WHAT THE TASK REQUIRES:
Without changing anything, transcribe all of the entries.

(Stored dataset items)
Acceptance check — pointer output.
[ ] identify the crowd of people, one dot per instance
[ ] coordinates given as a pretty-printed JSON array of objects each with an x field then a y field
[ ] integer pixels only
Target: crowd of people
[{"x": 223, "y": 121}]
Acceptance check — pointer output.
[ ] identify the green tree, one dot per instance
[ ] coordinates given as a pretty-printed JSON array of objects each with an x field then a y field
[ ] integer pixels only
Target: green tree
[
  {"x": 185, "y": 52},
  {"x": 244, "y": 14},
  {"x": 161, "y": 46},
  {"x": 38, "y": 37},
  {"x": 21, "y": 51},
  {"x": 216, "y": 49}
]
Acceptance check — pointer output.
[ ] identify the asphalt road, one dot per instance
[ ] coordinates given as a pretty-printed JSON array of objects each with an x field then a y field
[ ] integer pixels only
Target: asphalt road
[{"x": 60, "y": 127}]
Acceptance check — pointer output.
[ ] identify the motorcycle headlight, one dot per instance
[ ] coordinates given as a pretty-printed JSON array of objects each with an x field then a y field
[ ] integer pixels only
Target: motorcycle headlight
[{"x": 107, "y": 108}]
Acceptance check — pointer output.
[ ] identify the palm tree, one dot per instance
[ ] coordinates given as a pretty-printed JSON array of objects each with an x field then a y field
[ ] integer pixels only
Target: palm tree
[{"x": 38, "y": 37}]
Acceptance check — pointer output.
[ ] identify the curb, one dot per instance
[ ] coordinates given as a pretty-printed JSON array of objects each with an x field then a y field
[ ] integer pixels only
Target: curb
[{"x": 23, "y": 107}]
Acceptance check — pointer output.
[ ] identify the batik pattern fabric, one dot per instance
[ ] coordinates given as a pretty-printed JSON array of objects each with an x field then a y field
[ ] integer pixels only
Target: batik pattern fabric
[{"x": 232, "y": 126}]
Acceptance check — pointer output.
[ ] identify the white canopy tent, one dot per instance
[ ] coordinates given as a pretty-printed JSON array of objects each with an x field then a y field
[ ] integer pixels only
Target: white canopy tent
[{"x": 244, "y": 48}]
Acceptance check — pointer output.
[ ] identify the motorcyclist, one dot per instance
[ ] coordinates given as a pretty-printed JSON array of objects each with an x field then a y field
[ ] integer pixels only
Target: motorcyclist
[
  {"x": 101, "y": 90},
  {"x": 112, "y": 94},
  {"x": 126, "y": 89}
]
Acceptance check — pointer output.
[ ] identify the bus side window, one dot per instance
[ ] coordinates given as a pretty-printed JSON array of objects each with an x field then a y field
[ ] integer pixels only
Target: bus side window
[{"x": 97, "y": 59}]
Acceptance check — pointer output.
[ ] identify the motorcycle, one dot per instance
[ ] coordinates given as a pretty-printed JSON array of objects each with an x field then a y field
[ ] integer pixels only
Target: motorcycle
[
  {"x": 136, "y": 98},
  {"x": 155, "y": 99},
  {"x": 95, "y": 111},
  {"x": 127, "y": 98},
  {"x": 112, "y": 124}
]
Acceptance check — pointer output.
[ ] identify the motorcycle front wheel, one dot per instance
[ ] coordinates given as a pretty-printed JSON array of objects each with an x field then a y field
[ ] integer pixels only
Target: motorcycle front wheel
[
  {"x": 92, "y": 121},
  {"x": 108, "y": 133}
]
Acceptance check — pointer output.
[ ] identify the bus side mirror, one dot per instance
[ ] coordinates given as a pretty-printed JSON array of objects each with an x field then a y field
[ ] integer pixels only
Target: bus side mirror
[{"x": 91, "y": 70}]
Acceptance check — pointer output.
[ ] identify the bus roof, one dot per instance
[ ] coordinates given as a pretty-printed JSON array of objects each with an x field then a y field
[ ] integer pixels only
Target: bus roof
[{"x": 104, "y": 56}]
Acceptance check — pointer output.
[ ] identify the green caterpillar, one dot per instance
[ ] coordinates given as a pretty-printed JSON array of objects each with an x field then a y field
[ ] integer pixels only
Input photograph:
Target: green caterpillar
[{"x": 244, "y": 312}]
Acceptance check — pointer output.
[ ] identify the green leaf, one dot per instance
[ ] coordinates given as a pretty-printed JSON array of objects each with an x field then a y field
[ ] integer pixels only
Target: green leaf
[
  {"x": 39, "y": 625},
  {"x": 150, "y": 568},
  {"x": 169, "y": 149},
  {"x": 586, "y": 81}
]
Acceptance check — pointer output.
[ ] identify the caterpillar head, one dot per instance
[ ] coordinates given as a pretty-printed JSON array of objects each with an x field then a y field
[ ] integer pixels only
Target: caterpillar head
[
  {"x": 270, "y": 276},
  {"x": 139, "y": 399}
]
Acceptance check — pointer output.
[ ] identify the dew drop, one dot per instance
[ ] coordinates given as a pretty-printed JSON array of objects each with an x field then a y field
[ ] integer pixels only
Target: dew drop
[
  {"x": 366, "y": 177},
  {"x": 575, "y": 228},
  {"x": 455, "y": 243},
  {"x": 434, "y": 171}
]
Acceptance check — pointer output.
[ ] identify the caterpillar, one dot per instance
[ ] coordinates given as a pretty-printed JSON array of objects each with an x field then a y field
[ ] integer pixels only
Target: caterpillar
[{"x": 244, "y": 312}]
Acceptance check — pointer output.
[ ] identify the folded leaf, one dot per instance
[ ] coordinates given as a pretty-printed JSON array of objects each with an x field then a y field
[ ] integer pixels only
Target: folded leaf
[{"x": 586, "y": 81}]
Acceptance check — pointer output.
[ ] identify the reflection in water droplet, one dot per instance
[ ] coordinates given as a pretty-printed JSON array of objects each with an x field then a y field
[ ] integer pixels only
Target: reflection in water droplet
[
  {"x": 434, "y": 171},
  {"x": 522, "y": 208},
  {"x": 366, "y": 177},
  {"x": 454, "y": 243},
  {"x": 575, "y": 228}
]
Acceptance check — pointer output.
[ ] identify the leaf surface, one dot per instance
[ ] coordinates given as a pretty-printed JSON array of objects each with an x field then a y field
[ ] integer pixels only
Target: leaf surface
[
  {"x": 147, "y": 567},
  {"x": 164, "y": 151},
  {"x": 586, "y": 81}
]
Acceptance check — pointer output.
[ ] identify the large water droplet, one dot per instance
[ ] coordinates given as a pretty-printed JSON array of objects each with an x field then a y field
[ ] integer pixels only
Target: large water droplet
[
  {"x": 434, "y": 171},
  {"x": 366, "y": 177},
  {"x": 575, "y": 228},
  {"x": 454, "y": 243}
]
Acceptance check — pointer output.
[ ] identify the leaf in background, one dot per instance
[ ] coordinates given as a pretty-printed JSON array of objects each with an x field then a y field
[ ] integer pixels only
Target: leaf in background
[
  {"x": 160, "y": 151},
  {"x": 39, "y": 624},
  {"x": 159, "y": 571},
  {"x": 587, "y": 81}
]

RESPONSE TO THIS TASK:
Acceptance check — pointer output.
[ ] identify the crowd of people, one dot per instance
[ ] coordinates given as a pretty-printed JSON array of objects each with an x field then a y field
[ ] integer pixels only
Target: crowd of people
[{"x": 223, "y": 121}]
Acceptance check — pointer output.
[ ] identify the green tree, one dot per instance
[ ] coordinates given as a pretty-printed JSON array of objects each with an x field then a y field
[ ] integer pixels only
Target: green tree
[
  {"x": 185, "y": 52},
  {"x": 244, "y": 14},
  {"x": 161, "y": 46},
  {"x": 38, "y": 37},
  {"x": 21, "y": 51},
  {"x": 216, "y": 49}
]
Acceptance check — pointer output.
[ ] identify the asphalt road, one dot per instance
[ ] coordinates given as a pretty-printed JSON array of objects each with an x field then a y field
[ ] integer pixels only
Target: asphalt road
[{"x": 60, "y": 127}]
Acceptance check — pointer output.
[ ] identify the motorcycle headlight, one dot per instance
[ ] coordinates given as a pretty-printed JSON array of objects each with an x field then a y field
[ ] integer pixels only
Target: motorcycle headlight
[{"x": 107, "y": 108}]
Acceptance check — pointer output.
[ ] identify the palm tree, one dot per instance
[ ] coordinates given as a pretty-printed JSON array of objects each with an x field then a y field
[ ] integer pixels only
Target: palm tree
[{"x": 38, "y": 37}]
Acceptance check — pointer output.
[ ] identify the curb, one dot per instance
[ ] coordinates given as a pretty-printed JSON array of objects each with an x field then a y field
[ ] integer pixels only
Target: curb
[{"x": 23, "y": 107}]
Acceptance check — pointer output.
[ ] identify the batik pattern fabric, one dot per instance
[ ] coordinates given as a pretty-printed JSON array of objects each with an x field then a y field
[ ] integer pixels only
Target: batik pattern fabric
[{"x": 232, "y": 126}]
Acceptance check — pointer output.
[ ] identify the white canopy tent, one dot per instance
[ ] coordinates given as a pretty-printed JSON array of objects each with an x field then a y field
[ ] integer pixels only
Target: white canopy tent
[{"x": 244, "y": 48}]
Acceptance check — pointer output.
[ ] identify the motorcyclist, one dot per instance
[ ] coordinates given as a pretty-printed JSON array of objects each with an x field then a y field
[ ] integer pixels only
Target: motorcyclist
[
  {"x": 101, "y": 90},
  {"x": 112, "y": 94},
  {"x": 126, "y": 89}
]
Acceptance check — pointer output.
[ ] identify the bus side window, one dot per instance
[ ] coordinates given as a pretty-printed JSON array of objects each with an x field then a y field
[ ] integer pixels only
Target: bus side window
[{"x": 97, "y": 59}]
Acceptance check — pointer output.
[ ] identify the motorcycle, one dot per instance
[ ] coordinates given as a pretty-printed JSON array of objects each with an x field then a y field
[ ] integer pixels only
Target: motorcycle
[
  {"x": 136, "y": 98},
  {"x": 155, "y": 99},
  {"x": 95, "y": 111},
  {"x": 127, "y": 98},
  {"x": 112, "y": 124}
]
Acceptance check — pointer output.
[ ] identify the motorcycle front wheel, one dot per instance
[ ] coordinates given as a pretty-printed JSON array of objects each with an x field then a y field
[ ] integer pixels only
Target: motorcycle front wheel
[
  {"x": 92, "y": 121},
  {"x": 108, "y": 133}
]
Acceptance check — pointer output.
[ ] identify the bus side mirror, one dot per instance
[ ] coordinates given as a pretty-printed JSON array of objects each with an x field then a y field
[ ] integer pixels only
Target: bus side mirror
[{"x": 91, "y": 70}]
Acceptance check — pointer output.
[ ] identify the bus roof, one dot per instance
[ ] coordinates given as a pretty-printed JSON array of objects each with an x field then a y field
[ ] integer pixels only
Target: bus roof
[{"x": 104, "y": 56}]
Acceptance check — pointer output.
[ ] identify the green caterpillar, one dot per instance
[ ] coordinates given as a pretty-printed JSON array of objects each with an x field then a y field
[ ] integer pixels only
Input photograph:
Target: green caterpillar
[{"x": 244, "y": 312}]
Acceptance check — pointer output.
[ ] identify the green leaf, one dot per instance
[ ] coordinates given as a pretty-printed JSON array of objects each with an x field then a y field
[ ] integer pixels only
Target: green leaf
[
  {"x": 39, "y": 625},
  {"x": 150, "y": 568},
  {"x": 169, "y": 149},
  {"x": 586, "y": 81}
]
Acceptance check — pointer output.
[ ] identify the caterpillar head, one dot per instance
[ ] coordinates given as a pretty-printed JSON array of objects each with an x field then a y field
[ ] integer pixels only
Target: caterpillar head
[
  {"x": 270, "y": 276},
  {"x": 139, "y": 399}
]
Acceptance check — pointer output.
[ ] identify the dew drop, one dot per instance
[ ] coordinates given as a pretty-printed JSON array of objects each with an x field then a y field
[ ] integer pixels only
Target: dew drop
[
  {"x": 366, "y": 177},
  {"x": 575, "y": 228},
  {"x": 455, "y": 243},
  {"x": 434, "y": 171}
]
Acceptance check — pointer output.
[ ] identify the caterpillar, one dot per instance
[ ] coordinates given as a pretty-printed JSON array of objects each with an x field then a y field
[ ] integer pixels only
Target: caterpillar
[{"x": 244, "y": 312}]
Acceptance check — pointer output.
[ ] identify the folded leaf, one dot per instance
[ ] coordinates given as a pretty-printed JSON array of objects each with an x field then a y field
[ ] integer pixels only
Target: folded leaf
[{"x": 586, "y": 81}]
Acceptance check — pointer output.
[ ] identify the reflection in water droplet, one dot per instance
[ ] coordinates given as a pretty-printed JSON array of objects each with an x field then a y field
[ ] integer pixels only
Target: reflection in water droplet
[
  {"x": 434, "y": 171},
  {"x": 522, "y": 208},
  {"x": 366, "y": 177},
  {"x": 454, "y": 243},
  {"x": 575, "y": 228}
]
Acceptance check — pointer output.
[ ] identify the leaf surface, one dot per instance
[ ] coordinates given as a pretty-printed JSON array of objects each with an x field then a y field
[ ] integer pixels only
Target: leaf surface
[
  {"x": 147, "y": 567},
  {"x": 164, "y": 151},
  {"x": 586, "y": 81}
]
Acceptance check — pointer output.
[ ] identify the large water droplet, one dot per instance
[ ] coordinates given as a pretty-printed JSON array of objects each with an x field then a y field
[ ] integer pixels only
Target: large water droplet
[
  {"x": 434, "y": 171},
  {"x": 366, "y": 177},
  {"x": 575, "y": 228},
  {"x": 454, "y": 243}
]
Acceptance check — pointer output.
[ ] identify the leaf in background, one dot per instance
[ ] coordinates given as a pretty-printed JSON array of objects each with an x field then a y field
[ ] integer pixels only
Target: leaf in background
[
  {"x": 160, "y": 151},
  {"x": 39, "y": 624},
  {"x": 159, "y": 571},
  {"x": 587, "y": 81}
]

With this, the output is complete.